QUOTED PASSAGE
How much war and how much militarization our society can accept must be decided by the people and not through sinister games orchestrated by a few

Every move we make in fear of the next war in fact hastens it. 
                                                                                                          
                                                                                                                        -Gregory Bateson

Since the beginning of this year, Rajouri, Mendhar, Poonch and Uri sectors have been witness to repeated incidents of senseless violence, accompanied by equally vociferous debates on news networks. Each incident has left the government more embarrassed. On the other hand, the army, despite inept border management, has ended gaining greater autonomy for local commanders to manage border incidents, including the right to retaliate with maximum force.

DIRECTIONS FOR THIS TASK
According to the passage above on border violence, which sectors have seen repeated incidents of senseless violence since the beginning of this year?

EXCERPTED RECORDS
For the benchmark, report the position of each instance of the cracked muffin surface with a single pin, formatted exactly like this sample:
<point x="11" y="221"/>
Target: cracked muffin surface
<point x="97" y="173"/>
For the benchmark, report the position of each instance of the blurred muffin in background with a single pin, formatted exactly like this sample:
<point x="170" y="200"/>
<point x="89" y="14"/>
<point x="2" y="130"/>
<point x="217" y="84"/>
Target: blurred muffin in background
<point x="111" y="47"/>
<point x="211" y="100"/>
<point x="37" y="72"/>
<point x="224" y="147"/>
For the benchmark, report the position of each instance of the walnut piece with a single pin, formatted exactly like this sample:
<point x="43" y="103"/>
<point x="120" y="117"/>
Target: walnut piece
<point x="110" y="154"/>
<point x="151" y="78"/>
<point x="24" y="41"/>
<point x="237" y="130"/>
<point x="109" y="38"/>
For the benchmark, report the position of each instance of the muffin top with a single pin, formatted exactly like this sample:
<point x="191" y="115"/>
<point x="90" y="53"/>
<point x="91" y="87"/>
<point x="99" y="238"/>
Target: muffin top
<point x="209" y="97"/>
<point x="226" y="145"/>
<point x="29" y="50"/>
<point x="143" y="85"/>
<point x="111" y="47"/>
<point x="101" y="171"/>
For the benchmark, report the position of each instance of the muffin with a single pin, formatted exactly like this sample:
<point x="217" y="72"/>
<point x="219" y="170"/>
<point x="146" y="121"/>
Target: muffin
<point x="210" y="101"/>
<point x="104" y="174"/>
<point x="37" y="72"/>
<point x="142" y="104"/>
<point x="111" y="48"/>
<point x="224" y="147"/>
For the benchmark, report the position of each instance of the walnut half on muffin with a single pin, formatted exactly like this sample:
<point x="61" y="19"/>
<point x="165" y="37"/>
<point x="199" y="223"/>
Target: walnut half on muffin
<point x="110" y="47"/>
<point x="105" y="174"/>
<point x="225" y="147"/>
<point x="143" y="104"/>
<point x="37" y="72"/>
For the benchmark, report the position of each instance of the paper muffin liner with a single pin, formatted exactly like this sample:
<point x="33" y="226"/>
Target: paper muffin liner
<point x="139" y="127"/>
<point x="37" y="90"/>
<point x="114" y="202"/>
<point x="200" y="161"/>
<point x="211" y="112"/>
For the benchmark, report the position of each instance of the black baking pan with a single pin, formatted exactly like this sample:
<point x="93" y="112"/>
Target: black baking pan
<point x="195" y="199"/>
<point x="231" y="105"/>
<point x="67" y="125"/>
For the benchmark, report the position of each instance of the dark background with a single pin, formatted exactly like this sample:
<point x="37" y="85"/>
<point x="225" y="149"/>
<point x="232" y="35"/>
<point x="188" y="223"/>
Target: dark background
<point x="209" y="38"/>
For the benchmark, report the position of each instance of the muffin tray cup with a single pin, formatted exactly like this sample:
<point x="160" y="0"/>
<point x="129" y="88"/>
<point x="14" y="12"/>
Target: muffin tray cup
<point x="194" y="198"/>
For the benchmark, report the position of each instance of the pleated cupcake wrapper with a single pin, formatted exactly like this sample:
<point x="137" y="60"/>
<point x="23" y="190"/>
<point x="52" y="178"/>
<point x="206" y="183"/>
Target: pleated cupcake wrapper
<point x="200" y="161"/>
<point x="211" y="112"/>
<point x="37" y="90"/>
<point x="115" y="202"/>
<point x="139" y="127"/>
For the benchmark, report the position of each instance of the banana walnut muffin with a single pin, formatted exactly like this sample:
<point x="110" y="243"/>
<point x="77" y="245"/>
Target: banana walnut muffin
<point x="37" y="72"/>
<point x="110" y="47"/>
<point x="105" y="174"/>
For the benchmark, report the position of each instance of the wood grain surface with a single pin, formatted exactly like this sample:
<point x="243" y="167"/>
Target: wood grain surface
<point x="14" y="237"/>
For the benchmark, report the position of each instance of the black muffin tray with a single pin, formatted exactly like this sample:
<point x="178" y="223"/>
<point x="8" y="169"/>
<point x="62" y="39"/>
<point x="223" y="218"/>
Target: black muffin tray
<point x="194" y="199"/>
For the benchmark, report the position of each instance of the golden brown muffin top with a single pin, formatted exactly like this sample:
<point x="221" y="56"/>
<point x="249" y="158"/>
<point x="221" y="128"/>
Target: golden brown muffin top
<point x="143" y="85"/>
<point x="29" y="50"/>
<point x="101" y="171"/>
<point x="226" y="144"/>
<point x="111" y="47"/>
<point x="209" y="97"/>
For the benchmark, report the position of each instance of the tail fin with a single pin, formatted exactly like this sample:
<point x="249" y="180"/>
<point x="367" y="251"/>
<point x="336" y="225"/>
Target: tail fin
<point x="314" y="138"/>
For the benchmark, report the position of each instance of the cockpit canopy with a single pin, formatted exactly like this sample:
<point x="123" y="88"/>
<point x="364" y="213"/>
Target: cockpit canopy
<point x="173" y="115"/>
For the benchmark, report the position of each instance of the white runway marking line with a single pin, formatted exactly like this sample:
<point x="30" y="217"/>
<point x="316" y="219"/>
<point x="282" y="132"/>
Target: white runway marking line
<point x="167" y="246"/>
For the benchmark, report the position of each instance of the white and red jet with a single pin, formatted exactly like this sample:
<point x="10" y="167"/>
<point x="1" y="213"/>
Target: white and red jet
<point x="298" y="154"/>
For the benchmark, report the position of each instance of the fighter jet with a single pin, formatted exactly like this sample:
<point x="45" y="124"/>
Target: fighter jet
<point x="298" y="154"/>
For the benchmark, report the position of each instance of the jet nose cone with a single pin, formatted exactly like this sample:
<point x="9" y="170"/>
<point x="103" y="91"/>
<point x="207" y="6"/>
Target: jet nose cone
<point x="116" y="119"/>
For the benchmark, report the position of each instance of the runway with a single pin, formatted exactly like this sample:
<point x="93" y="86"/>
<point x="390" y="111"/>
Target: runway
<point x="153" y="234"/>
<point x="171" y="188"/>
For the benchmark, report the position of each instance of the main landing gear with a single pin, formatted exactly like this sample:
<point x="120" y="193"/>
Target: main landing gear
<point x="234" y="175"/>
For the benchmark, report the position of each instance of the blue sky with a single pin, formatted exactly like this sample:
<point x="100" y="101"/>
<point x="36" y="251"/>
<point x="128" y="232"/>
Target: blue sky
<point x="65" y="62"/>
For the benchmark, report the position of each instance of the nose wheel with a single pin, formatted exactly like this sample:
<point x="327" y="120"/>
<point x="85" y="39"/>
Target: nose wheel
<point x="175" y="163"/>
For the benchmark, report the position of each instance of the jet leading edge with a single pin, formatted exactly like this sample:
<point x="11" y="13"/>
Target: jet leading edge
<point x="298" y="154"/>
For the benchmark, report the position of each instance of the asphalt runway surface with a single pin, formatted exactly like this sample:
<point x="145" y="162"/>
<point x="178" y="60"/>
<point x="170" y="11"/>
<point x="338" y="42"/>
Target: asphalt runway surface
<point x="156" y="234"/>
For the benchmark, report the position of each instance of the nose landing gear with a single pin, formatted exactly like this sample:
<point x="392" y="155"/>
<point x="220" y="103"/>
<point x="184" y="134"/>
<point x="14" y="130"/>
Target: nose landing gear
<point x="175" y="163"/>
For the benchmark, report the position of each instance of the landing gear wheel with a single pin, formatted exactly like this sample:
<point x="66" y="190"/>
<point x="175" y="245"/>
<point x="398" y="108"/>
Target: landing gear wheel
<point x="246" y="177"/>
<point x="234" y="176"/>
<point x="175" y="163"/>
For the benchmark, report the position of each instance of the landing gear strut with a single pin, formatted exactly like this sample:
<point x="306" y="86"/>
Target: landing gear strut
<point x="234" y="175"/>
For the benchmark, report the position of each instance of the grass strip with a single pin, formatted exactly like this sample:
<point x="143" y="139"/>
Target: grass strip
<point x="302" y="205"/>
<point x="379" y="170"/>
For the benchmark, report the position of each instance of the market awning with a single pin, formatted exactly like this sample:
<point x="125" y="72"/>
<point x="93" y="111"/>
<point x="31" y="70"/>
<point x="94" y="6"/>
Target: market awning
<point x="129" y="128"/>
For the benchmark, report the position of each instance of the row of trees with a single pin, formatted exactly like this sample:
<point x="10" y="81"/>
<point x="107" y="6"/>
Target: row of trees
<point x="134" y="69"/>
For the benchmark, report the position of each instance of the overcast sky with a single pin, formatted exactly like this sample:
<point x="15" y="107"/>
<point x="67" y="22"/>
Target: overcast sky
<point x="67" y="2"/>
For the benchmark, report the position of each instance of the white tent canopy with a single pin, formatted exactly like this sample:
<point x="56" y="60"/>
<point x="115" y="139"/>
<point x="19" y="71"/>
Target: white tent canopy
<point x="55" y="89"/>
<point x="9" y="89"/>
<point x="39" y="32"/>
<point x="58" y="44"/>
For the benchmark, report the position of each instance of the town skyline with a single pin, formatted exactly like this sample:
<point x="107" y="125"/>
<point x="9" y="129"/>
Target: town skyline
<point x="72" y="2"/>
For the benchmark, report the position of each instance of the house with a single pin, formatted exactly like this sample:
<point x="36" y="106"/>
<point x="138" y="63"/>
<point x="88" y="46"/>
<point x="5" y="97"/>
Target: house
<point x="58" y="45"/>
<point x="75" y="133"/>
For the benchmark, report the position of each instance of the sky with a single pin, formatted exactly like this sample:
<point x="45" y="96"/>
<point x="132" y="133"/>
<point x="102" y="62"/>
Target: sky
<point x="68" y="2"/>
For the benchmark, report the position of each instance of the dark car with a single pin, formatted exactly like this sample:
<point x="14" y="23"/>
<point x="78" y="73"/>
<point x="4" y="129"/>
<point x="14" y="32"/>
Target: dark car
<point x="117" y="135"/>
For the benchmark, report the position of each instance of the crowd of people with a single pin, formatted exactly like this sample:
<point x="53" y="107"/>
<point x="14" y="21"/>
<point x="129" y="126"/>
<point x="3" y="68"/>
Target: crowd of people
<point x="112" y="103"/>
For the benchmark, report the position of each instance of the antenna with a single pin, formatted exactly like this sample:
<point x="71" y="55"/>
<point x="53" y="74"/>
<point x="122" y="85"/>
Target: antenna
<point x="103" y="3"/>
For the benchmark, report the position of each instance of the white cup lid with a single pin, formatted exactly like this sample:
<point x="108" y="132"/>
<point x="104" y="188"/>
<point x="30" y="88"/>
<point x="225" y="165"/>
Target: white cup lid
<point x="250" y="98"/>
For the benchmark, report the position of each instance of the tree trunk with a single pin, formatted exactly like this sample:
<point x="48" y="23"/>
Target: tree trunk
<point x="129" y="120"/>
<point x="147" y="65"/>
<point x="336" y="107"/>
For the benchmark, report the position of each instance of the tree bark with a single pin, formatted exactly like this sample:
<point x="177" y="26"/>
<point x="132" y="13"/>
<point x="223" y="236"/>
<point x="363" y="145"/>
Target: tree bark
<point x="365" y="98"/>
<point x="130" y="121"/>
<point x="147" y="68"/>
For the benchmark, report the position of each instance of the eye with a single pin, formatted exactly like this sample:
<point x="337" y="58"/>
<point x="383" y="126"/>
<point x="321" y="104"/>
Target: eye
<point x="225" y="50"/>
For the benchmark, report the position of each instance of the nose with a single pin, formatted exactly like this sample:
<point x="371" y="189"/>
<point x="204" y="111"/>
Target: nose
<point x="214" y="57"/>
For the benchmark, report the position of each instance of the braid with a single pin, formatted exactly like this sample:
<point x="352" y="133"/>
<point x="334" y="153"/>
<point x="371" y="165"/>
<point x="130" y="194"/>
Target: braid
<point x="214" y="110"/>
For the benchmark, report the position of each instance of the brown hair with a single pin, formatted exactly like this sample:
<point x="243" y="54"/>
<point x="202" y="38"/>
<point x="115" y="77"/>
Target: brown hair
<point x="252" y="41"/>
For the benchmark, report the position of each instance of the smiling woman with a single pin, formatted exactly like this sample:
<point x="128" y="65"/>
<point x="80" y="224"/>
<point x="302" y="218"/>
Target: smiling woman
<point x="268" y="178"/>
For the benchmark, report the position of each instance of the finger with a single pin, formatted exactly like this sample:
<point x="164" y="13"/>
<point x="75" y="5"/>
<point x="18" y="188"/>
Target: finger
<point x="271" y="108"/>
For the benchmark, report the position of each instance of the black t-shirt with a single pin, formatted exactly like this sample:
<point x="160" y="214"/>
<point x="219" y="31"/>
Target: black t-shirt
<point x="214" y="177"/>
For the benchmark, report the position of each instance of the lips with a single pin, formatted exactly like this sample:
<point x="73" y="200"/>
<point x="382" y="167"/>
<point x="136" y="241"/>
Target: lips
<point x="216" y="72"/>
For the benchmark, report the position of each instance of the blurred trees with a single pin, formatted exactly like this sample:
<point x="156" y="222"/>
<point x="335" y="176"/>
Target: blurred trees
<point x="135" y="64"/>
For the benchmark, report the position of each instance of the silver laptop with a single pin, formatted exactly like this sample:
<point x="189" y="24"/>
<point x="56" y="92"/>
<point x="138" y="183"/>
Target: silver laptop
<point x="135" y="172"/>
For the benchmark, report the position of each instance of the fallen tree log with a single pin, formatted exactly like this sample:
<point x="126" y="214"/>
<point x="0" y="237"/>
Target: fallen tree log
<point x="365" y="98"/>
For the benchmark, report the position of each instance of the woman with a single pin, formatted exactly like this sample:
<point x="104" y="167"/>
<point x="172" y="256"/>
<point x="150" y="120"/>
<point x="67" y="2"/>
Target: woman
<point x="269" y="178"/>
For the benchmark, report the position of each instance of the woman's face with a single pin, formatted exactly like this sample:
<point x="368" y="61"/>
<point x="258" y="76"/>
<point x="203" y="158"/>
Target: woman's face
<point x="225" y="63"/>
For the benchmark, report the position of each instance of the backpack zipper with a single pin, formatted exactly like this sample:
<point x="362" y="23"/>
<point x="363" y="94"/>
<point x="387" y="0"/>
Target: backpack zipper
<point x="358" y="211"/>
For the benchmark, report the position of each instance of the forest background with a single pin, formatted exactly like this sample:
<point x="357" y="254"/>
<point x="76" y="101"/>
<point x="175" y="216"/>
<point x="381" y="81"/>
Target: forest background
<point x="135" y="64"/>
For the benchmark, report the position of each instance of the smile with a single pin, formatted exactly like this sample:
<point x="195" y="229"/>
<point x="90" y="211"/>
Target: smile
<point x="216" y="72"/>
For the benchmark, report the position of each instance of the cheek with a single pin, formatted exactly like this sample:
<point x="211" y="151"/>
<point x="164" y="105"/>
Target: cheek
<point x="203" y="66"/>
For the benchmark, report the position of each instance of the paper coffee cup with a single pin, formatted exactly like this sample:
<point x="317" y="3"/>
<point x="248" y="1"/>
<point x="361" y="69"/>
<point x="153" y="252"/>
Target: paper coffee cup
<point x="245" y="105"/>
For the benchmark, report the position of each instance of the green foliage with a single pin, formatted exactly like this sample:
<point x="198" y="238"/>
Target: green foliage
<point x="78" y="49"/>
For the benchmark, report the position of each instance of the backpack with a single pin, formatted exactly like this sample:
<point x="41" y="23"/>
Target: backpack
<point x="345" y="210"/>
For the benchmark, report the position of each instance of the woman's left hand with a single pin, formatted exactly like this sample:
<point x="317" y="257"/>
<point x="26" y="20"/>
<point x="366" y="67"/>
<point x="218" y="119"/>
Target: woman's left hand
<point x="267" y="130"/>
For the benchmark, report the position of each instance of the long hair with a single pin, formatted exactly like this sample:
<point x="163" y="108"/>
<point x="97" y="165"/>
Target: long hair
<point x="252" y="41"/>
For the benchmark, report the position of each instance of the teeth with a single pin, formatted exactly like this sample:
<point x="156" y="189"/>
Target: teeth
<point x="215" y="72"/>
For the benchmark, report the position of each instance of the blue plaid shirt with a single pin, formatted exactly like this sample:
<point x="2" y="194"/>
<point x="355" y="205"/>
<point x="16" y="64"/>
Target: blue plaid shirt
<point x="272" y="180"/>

EXPECTED ANSWER
Rajouri, Mendhar, Poonch and Uri.